• _Task_
Set down each line of the material that follows, exactly, with no pictures.

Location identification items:
»»

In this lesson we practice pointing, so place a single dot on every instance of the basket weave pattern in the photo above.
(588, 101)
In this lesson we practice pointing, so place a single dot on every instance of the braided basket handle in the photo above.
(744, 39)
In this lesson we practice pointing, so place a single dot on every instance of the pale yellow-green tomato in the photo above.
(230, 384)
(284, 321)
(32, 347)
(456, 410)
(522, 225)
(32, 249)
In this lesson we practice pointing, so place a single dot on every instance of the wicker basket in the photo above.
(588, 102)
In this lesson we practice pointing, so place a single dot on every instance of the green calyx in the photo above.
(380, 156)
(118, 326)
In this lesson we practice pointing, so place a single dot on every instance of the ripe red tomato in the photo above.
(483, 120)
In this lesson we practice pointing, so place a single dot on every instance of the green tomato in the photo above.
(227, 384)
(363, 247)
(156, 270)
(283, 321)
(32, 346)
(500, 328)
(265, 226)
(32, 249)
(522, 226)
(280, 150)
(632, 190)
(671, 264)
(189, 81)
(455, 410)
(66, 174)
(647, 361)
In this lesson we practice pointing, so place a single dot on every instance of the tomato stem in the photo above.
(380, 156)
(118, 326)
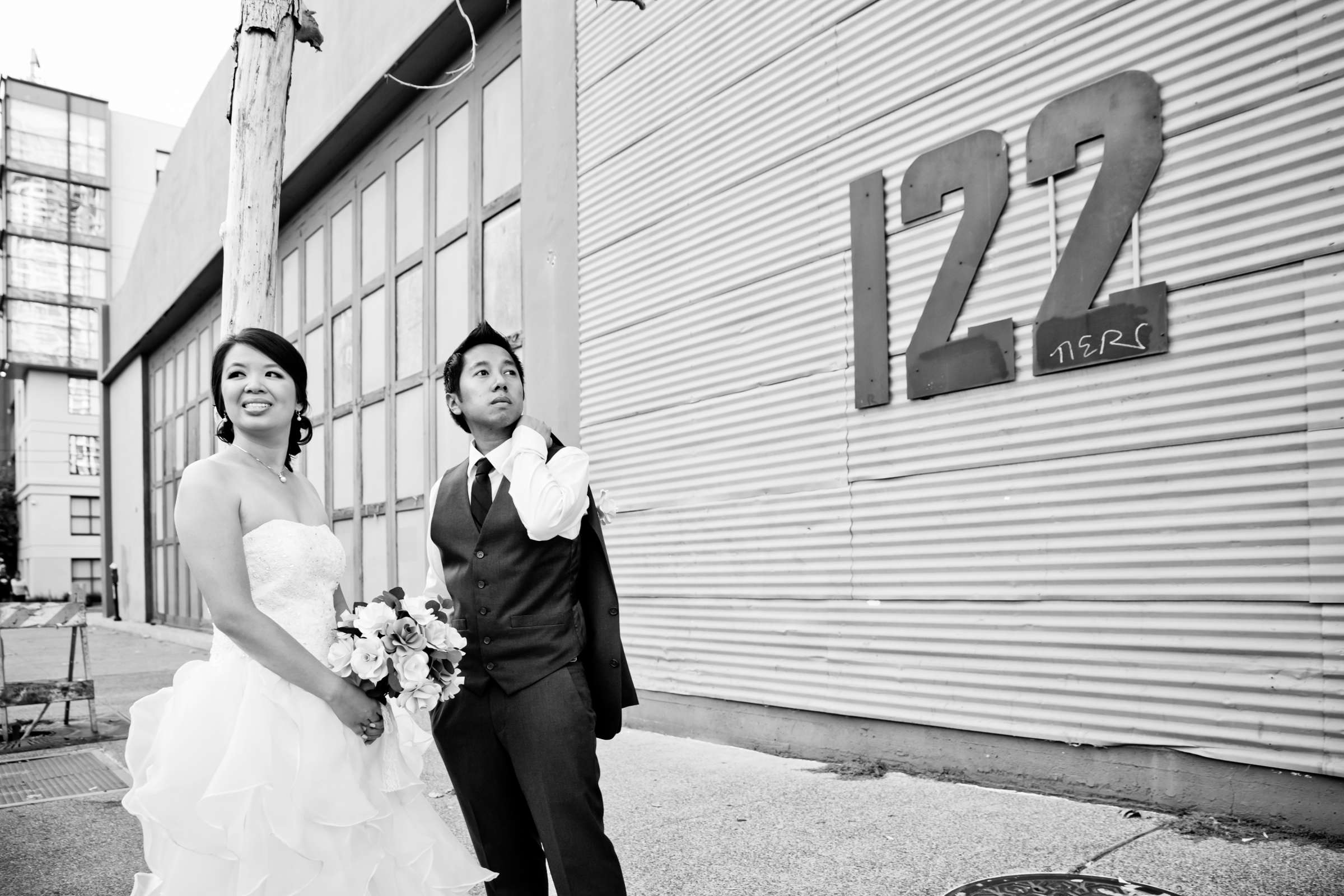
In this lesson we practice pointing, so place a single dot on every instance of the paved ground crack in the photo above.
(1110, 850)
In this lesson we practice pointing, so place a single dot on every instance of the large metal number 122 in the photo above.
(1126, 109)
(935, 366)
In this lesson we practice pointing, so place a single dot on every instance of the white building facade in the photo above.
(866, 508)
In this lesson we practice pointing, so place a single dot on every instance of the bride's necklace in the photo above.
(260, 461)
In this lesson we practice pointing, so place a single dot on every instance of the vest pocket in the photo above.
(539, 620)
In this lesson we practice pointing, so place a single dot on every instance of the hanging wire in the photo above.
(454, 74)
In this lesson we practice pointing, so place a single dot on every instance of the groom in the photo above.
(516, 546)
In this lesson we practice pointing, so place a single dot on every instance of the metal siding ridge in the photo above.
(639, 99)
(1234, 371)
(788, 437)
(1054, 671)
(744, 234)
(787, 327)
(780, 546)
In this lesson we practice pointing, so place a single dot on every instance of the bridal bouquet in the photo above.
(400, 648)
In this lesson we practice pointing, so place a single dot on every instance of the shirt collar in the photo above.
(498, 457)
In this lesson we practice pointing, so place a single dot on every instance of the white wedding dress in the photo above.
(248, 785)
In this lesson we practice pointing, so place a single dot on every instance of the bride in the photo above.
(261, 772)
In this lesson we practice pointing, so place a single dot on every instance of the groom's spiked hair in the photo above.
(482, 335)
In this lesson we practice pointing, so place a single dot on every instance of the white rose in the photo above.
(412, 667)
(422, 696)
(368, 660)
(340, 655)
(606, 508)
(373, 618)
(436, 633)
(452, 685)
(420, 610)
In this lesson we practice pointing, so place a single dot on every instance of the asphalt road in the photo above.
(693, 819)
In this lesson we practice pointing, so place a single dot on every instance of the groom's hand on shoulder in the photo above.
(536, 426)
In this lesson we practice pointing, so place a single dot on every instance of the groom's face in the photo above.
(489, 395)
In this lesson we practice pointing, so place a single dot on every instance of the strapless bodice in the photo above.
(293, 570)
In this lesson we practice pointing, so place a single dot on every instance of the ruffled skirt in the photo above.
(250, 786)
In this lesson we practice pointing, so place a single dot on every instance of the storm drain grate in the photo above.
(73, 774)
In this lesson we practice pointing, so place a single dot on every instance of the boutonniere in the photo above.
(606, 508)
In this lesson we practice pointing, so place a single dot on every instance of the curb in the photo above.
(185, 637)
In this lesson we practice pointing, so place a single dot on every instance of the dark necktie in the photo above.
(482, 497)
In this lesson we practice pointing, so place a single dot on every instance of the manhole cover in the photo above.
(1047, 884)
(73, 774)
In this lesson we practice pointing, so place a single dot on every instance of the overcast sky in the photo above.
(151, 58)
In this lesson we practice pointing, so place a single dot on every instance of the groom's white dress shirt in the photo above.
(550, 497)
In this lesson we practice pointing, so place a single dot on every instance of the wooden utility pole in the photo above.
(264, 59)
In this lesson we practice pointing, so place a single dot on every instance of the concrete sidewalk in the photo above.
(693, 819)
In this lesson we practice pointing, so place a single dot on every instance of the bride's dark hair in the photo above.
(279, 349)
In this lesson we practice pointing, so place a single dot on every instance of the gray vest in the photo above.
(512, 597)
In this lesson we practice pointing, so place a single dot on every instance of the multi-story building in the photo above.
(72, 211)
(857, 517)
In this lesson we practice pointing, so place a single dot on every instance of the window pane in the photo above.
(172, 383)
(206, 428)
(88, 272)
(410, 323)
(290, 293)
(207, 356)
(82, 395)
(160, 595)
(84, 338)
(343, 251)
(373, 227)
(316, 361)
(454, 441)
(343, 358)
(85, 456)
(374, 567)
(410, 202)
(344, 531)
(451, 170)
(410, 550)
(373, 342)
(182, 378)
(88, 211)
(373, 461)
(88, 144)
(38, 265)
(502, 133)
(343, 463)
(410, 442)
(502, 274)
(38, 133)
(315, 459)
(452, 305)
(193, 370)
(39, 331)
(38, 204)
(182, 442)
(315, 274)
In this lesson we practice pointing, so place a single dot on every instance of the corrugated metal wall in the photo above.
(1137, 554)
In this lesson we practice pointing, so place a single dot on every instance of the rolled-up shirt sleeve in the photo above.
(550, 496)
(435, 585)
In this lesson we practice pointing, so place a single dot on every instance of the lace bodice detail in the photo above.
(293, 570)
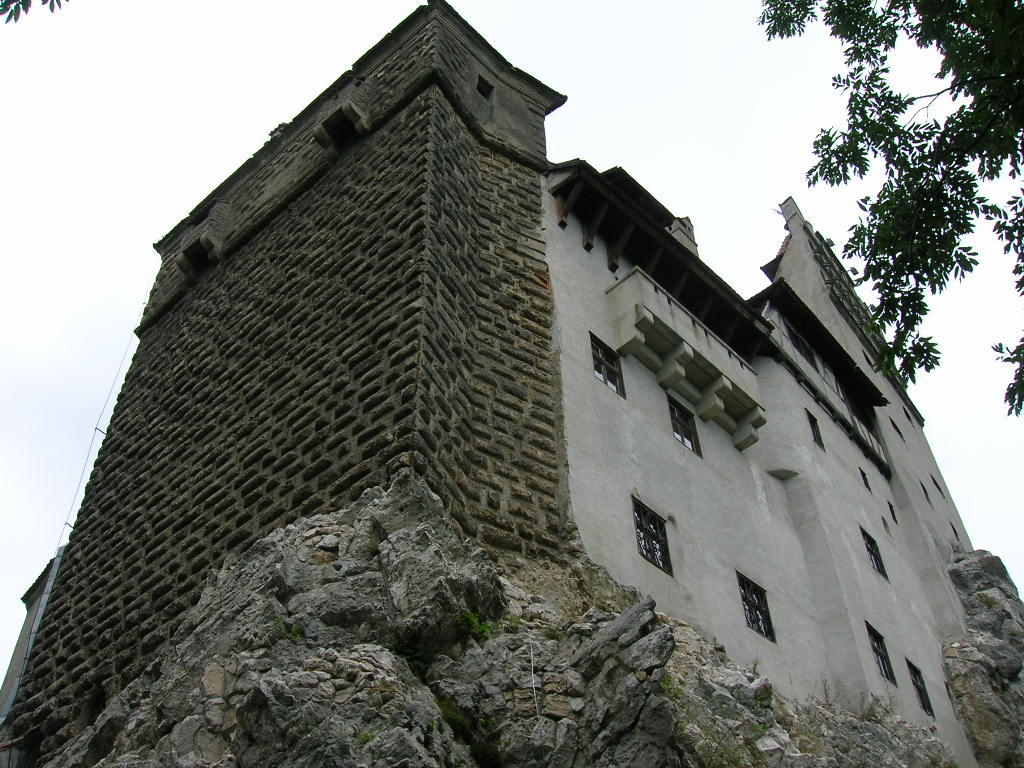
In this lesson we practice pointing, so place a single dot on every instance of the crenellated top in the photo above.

««

• _The reply_
In this lesson we practice pointing, so place a single dot on every instance of the basket weave pattern in the photo above.
(588, 101)
In this lesson we practice pointing, so place a single dot on every instance of the braided basket handle in the photo above.
(744, 39)
In this lesson we practice pointing, so place a single dot on every instance of the pale yellow-green tomato in the photo above.
(230, 384)
(284, 321)
(32, 347)
(456, 410)
(522, 225)
(32, 249)
In this lesson we practice pointing, so place a single dot on every instance of the wicker basket in the photo above.
(588, 102)
In this lesson we practice pointing, so place a single dot on every instance of the green calyx in the photo above.
(380, 156)
(118, 326)
In this lesson we practice pointing, so place a single dot on every instance of the ripe red tomato in the photo above.
(483, 120)
In this lesson we practice pointing, so place a single dot on every instance of the green tomato in the photo above.
(227, 384)
(363, 247)
(156, 270)
(283, 321)
(32, 346)
(500, 328)
(265, 226)
(32, 249)
(522, 226)
(280, 150)
(632, 190)
(671, 264)
(189, 81)
(455, 410)
(66, 174)
(647, 361)
In this lesson we practice pointing, so place a single dot on every instance of the tomato stem in the photo above.
(380, 156)
(118, 326)
In this lesson we practice pointing, so place a single dot on every instance of the paved ground crack in the photo above.
(1110, 850)
In this lesson we practice pointing, so place a single dot on every instance of the large metal number 122 in the photo above.
(1126, 109)
(935, 366)
In this lesson we practice pointing, so place a single dot on every instance of the white building facade in the photo above.
(866, 508)
In this lesson we practice pointing, so place a single dot on every instance of the bride's necklace in the photo above.
(260, 461)
In this lesson we practice pointing, so place a single dot on every instance of the vest pocket in the photo above.
(539, 620)
In this lesson we practice pointing, so place a single dot on every instance of the hanging wire in the photo above.
(454, 74)
In this lesson we practice pointing, so place a single dot on every instance of the groom in the photo above.
(516, 546)
In this lesson we practice pointing, so place a single dot on every instance of the metal siding ridge in the photo above.
(639, 99)
(1234, 371)
(788, 437)
(1054, 671)
(744, 234)
(787, 327)
(780, 546)
In this lesson we practice pointing, so place a single dot on every instance of the bridal bouquet in the photo above.
(400, 648)
In this lesson we practice pointing, so place a single dot on every instance of the shirt collar in the photo above.
(498, 457)
In this lesson we practice pointing, so place a single dot on every instance of the white wedding dress in the photo above.
(248, 785)
In this lesson we practice pointing, so place a single dot on every instance of the bride in the photo above.
(261, 772)
In this lesson we practice pointing, so place a single dot on every instance of the groom's spiked hair in the photo above.
(482, 335)
In this lesson we practice pointing, so place a single dot on every instance of the white rose in the photo above.
(412, 667)
(422, 696)
(368, 660)
(340, 655)
(606, 508)
(373, 618)
(436, 633)
(452, 685)
(420, 610)
In this lesson we practice pointing, so place a single dot on every instance of the asphalt road in the photo above.
(693, 819)
In this lesson we practice pointing, so place a single dot on every instance of the groom's hand on shoulder in the photo above.
(536, 426)
In this lesson we practice pointing, so place a single dot on every instance of the groom's face in the photo above.
(489, 395)
In this lesson we practice pointing, so place a single dot on every instance of the strapless bodice in the photo above.
(293, 570)
In this lesson we practice pointing, so place a single dot on every instance of the ruffled skirt in the photo above.
(250, 786)
In this lesson we practice pointing, so place a single dot on every instance of the storm drain grate in the photo above.
(73, 774)
In this lesson we practice pointing, so place a single dot on every instance of the boutonniere in the photo above.
(606, 508)
In this lesson we practice pointing, so place a single dot on every instance of the curb in the photo above.
(185, 637)
In this lesson we practice pointing, so place a single dot on every instance of the dark necktie in the photo above.
(482, 497)
In this lesson we practice pointing, so place a single dot on every instance of the manhole cover in the photo above.
(1047, 884)
(73, 774)
In this lesson we practice pointing, so place a single dot on every instance of the overcast sky in the photo above.
(151, 58)
In this lesson we practice pointing, so place a single dot on every instance of the groom's white dress shirt in the photo above.
(550, 497)
In this lesson we practice pointing, so place a single dot on every instance of the wooden utility pole in the photo above.
(264, 59)
In this lesson we practice pointing, so place a single dot on every instance of the concrete sidewalk in the photo above.
(693, 819)
In this lesson we practice pointing, so place a single dot on every instance of the bride's dark hair in the photo above.
(279, 349)
In this lesson we practice pointing, so place a single dot on every instance of the gray vest in the photo above.
(512, 597)
In this lesson we practice pointing, so place a single dot on every instance of the multi-story building in the photo above.
(72, 211)
(857, 517)
In this lesson we practice pointing, so place a single dot on every instance of the window pane in the photo above.
(172, 383)
(206, 428)
(88, 272)
(410, 323)
(290, 293)
(207, 356)
(82, 395)
(160, 595)
(84, 338)
(343, 251)
(373, 227)
(316, 361)
(454, 441)
(343, 358)
(85, 456)
(374, 567)
(410, 202)
(344, 531)
(451, 170)
(410, 550)
(373, 342)
(182, 378)
(88, 211)
(373, 461)
(88, 144)
(38, 265)
(502, 133)
(343, 463)
(410, 442)
(502, 274)
(38, 133)
(315, 459)
(452, 305)
(193, 370)
(39, 331)
(38, 204)
(182, 442)
(315, 274)
In this lesson we practice pointing, so place a single dot on every instance of the corrugated metal wall in the photo above.
(1137, 554)
In this lesson we practice pointing, so place a single dot on every instance of the rolled-up shirt sleeve in the photo above.
(550, 496)
(435, 585)
In this lesson we practice pointing, so place a single dot on every instance of the lace bodice detail in the photo above.
(293, 570)
In this lesson we practice pointing, so place a single dot on every instance of the crenellated top in the photo above.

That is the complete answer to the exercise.